Exercise instructions: Copy each of the records below word for word, keeping every line as it is.

Dataset entries:
══════
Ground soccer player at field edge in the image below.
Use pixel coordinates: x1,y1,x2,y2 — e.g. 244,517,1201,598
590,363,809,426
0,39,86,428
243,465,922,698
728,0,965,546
══════
Completed exercise:
Ground soccer player at field edge in the image below.
Use pixel coordinates: x1,y1,x2,y2 — e.g. 244,517,1201,598
590,363,809,426
0,39,86,428
243,465,922,698
728,0,965,546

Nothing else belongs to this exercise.